Study questions:
**1)** According to the passage below on UV lighting for reptiles, why can't a mercury vapour lamp be run on a thermostat?
**2)** Extend the passage below on UV lighting for reptiles, picking up after its final sentence.

Extract to read:
********************
The usual way to provide UV in reptile enclosures currently are to use compact UV lamps (swirly bulbs), T8 tubes, T5 tubes, mercury vapour or metal halide. All have their advantages and disadvantages and we will discuss them in a bit more detail later but before we start it is important to note that levels of UV deteriorate over distance and time. The UV levels your reptile receives 30cm away from your lamp will be different to what they receive 10cm away. Also, what the animal receives 6 months later will be less at any distance. It is worth checking your lamp output regularly.

UV compact lamps are what they say on the tin. They are small, compact lamps that have been designed to fit inside a canopy which can sit on top of an enclosure. They are great for using in small enclosures or for additional UV at the basking site. However, they don’t project their UV very far so the basking area needs to be relatively close to the bulb.

T8 tubes are the thicker tubes, approximately 1 inch in diameter. These are used by a large proportion of the hobby. They are often the cheaper options of UV available and they can provide reasonable levels of UV for most enclosures. Again, UV deteriorates over distance and these lamps don’t project the UV as far as some others but can provide adequate UV for shade dwelling enclosures and if used correctly, for the sunbeam method.

T5 lamps are the higher end type of fluorescent tube and are more powerful than the compact lamps and T8 bulbs. They can project their UV further so the animal doesn’t need to be as close to get the same level of UV. They are slightly more expensive, though recent developments and a push from the reptile trade for better equipment in the hobby is making these more available to every keeper. These can be used for both shade dweller and sunbeam methods providing the correct intensity bulbs are chosen.  Both T8 and T5 lamps need a separate controller that is mounted outside of the vivarium. Some of these controllers can be used in any type of habitat but some can only be used in arid environments (i.e. cannot be sprayed with water as the fittings are not sealed) so do check first which one to use.

Mercury vapour lamps are large bulbs. They provide UVA, UVB, visible light and infrared light (heat). They are self-ballasted, meaning they can be put into a standard reptile light large eddsion screw fitting; however, they cannot be controlled on a thermostat. This is because the ballast requires constant voltage to be able to start the bulb and keep it running, and the thermostat will cut that power. This will cause the lamp to cut out and restart which will shorten the lifespan of the bulb. As they are such large bulbs, generally 80-160W, they provide lots of heat too (the glass surface gets very hot). This fact combined with not being able to be combined with a thermostat means they are often unsuitable for use inside a vivarium. They are however, very useful for large enclosures such as a room, or for open topped enclosures like tortoise tables or terrapin enclosures.
********************
Phrase grounding data
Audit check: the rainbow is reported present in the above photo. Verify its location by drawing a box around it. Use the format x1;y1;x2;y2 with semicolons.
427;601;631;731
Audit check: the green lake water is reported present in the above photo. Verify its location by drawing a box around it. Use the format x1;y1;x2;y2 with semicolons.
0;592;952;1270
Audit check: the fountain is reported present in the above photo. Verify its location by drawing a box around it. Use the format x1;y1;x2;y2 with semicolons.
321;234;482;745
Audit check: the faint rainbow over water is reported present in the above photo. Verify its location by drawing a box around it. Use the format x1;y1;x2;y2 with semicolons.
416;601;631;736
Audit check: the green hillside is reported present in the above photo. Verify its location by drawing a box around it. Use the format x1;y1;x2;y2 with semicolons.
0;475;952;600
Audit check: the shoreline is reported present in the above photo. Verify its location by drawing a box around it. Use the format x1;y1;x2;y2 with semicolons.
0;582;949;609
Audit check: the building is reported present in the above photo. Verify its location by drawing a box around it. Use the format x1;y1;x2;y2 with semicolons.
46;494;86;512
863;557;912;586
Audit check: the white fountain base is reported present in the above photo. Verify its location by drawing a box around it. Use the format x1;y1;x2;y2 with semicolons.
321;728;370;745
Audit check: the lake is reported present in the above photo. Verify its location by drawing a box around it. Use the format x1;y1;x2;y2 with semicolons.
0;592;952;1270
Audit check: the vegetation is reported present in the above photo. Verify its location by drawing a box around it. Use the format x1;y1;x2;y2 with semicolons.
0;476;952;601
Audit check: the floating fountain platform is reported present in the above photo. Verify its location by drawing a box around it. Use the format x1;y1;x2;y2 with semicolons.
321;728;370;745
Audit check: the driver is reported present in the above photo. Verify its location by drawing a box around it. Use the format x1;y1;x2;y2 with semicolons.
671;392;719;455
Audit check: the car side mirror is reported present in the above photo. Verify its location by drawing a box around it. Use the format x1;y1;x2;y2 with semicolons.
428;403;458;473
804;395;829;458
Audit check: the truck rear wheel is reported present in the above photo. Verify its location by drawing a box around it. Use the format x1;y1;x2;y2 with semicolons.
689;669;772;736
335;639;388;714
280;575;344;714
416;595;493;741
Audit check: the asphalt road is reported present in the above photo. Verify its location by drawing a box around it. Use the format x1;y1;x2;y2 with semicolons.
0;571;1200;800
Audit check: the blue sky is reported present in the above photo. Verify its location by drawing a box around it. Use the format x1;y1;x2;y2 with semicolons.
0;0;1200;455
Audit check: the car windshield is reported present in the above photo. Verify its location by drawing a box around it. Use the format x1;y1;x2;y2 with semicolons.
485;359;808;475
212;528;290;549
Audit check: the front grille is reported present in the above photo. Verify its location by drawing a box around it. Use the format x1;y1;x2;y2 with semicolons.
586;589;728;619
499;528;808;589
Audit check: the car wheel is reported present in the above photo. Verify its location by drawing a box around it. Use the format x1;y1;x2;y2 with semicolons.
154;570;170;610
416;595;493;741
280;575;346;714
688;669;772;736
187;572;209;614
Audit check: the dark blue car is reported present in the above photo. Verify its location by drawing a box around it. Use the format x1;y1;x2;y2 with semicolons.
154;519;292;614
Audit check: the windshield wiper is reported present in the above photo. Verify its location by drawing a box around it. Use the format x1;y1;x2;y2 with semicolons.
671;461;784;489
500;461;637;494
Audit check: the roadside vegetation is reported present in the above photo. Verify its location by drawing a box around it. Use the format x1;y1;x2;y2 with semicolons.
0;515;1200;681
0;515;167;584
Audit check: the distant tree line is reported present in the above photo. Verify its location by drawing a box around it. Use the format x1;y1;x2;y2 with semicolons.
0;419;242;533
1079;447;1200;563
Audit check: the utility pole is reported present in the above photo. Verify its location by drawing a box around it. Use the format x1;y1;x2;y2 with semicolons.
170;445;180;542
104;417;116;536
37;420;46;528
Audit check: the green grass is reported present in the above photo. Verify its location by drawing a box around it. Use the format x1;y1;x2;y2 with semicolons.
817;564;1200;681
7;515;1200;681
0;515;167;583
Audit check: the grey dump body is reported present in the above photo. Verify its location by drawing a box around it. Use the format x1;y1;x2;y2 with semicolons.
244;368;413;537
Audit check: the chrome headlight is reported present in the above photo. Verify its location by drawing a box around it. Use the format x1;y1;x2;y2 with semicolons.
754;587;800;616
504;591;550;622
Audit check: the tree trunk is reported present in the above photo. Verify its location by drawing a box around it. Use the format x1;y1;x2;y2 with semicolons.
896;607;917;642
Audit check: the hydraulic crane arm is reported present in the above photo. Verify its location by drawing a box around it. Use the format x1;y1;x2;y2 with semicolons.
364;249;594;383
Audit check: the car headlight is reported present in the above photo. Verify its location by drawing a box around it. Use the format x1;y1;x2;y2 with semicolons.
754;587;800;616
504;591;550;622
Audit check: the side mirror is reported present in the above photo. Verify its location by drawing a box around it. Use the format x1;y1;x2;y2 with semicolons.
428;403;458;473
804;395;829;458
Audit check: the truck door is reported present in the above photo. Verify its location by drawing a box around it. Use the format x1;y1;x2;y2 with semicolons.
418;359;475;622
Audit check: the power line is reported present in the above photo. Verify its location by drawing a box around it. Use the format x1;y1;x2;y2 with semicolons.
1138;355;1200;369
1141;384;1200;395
********************
Answers to the tasks:
**1)** The lamp's ballast needs constant voltage to start the bulb and keep it running, and a thermostat cuts that power.

**2)**
Finally, metal halide lamps are similar to mercury vapour in that they produce UVA, UVB, visible light and infrared, except that they require the use of an external ballast. This ballast effectively amplifies the electricity from your supply in order to start the bulb. This means the bulbs themselves can be lower wattage which helps to reduce the electricity bill. However, they still produce large amounts of infra-red radiation and cannot be used on a thermostat due to their ballast. Therefore, they are best used in open top enclosures or larger enclosures like mercury vapour. Trials have shown that they project UV light and visible light much further into the enclosure than other methods.

We know our Ferguson zone, we know how we will setup our UV lamp, either shade method or sunbeam method and we have decided on our UV lamp, now we need to set up the equipment and ensure the measured UV index is correct. For our bearded dragon we know it is Ferguson zone 3, needing a UV index of 2.9-7.4. It is best to use the sunbeam method, and as a result we will use a “desert” T8 or T5 bulb in our vivarium at the basking area in the hot end. Once we have this setup, we will turn it on and allow the lamp to “burn in”. Often UV lamps require a time to stabilise the output of UV. This is often around 100 hours of being on. After this period the amount of UV the lamp produces will be more stable and will then start to decline slowly over the lifecycle of the lamp. We will then check our UV index in the basking area, where the animal will sit, and it is hopefully reading within the range of 2.9-7.4.

Now for visible light. This is a developing area in reptile keeping as, for many years we have been happy being able to see our reptiles with the visible light that is also produced by our fluorescent UV tubes. However, more and more research is being done into the benefits of providing well-lit vivariums. A bright enclosure not only allows us to see the enclosure better but also stimulates more natural behaviours from our animals, even if they are a nocturnal species. Nocturnal species have been shown to react to light levels and carry out a behaviour known as cryptic basking. This can be, for example, where they are hiding under a leaf but have a foot sticking out. The reptile is therefore able to utilise light and infrared radiation, just as if it was basking in the open.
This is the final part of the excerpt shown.